WORK ORDER 1
According to the medical debt collection text, how many complaints submitted in 2022 does the CFPB report outline?
WORK ORDER 2
Print the medical debt collection text from "The Consumer Financial Protection Bureau" to "not actually owe.".
WORK ORDER 3
Proceed with the medical debt collection text, starting after its final sentence.

++++ TEXT UNDER STUDY

The Consumer Financial Protection Bureau (CFPB) released a report that highlighted medical debt collection protection issues that consumers face. Efforts by states and the bureau are being taken to end the collection of inaccurate medical bills that sometimes consumers do not actually owe.
The report, which outlines 8,500 complaints submitted in 2022 by service members, older adults and other consumers, discusses how the CFPB and states have worked to stop the collection of medical bills that are inaccurate or not even owed. The report also provides updates on the debt collection market and summarizes activities by the CFPB and other federal agencies relating to debt collection, including the Federal Trade Commission (FTC) and its actions under the FTC Act to protect small businesses from unfair debt collection practices. The report highlights the significant evidence that the collection, furnishing and reporting of medical bills is plagued by inaccuracies.
The CFPB is implementing measures to ensure medical debt collectors follow the law, including the Fair Debt Collection Practices Act and the Fair Credit Reporting Act. The CFPB has taken enforcement actions against debt collectors who harass individuals with unpaid medical bills and claim responsibility for debts incurred due to identity theft. It has also reminded debt collectors and credit reporting companies of their legal obligations under the No Surprises Act and confirmed that debt collectors may be violating the law when collecting unlawful nursing facility debts. The CFPB supports state-level actions against individuals covered by the Consumer Financial Protection Act and other federal consumer financial laws. Additionally, the CFPB offers consumers five sample letters for interacting with debt collectors.

++++++++
++++ RECORD EXTRACTS

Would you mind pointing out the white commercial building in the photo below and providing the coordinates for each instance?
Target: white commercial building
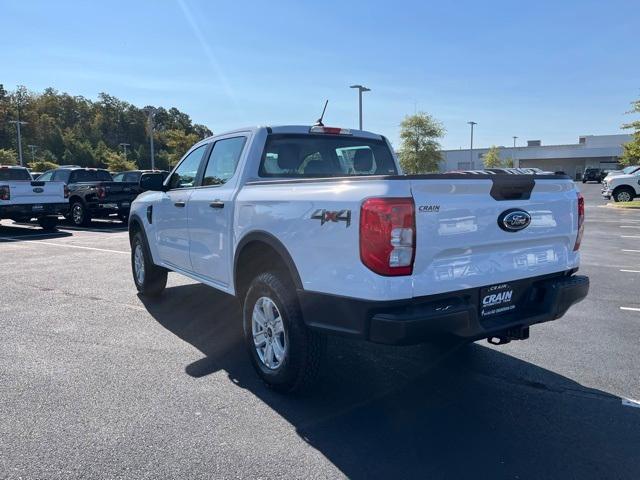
(599, 151)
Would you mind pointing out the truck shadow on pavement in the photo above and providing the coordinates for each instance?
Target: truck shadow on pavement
(445, 411)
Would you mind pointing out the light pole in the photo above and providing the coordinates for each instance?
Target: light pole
(18, 123)
(471, 149)
(124, 147)
(33, 152)
(152, 113)
(360, 90)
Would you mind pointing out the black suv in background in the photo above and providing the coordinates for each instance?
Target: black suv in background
(94, 194)
(593, 175)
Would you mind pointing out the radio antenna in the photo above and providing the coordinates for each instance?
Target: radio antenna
(319, 121)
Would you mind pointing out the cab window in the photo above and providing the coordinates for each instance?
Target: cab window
(223, 161)
(184, 176)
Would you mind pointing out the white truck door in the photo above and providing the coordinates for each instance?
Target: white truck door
(210, 212)
(170, 213)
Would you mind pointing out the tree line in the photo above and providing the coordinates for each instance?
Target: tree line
(64, 129)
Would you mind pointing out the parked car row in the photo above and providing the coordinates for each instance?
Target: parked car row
(79, 194)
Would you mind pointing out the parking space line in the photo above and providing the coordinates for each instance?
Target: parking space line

++++++++

EXERCISE RESULT 1
8,500 complaints

EXERCISE RESULT 2
The Consumer Financial Protection Bureau (CFPB) released a report that highlighted medical debt collection protection issues that consumers face. Efforts by states and the bureau are being taken to end the collection of inaccurate medical bills that sometimes consumers do not actually owe.

EXERCISE RESULT 3
The report reveals that medical debt collectors may violate federal law by collecting bills that are not actually owed or are the wrong amount. This includes collecting charges for services patients never received, collecting for more expensive versions of services than what was actually provided or collecting amounts based on rates inconsistent with state law. However, states can generally enforce their own debt collection laws to protect consumers, as preemption of state law is narrow under the Fair Debt Collection Practices Act and Fair Credit Reporting Act. Additionally, inaccuracies in medical bill collection, furnishing and reporting are common, so state restrictions on these practices are unlikely to result in less accurate collections or credit reporting.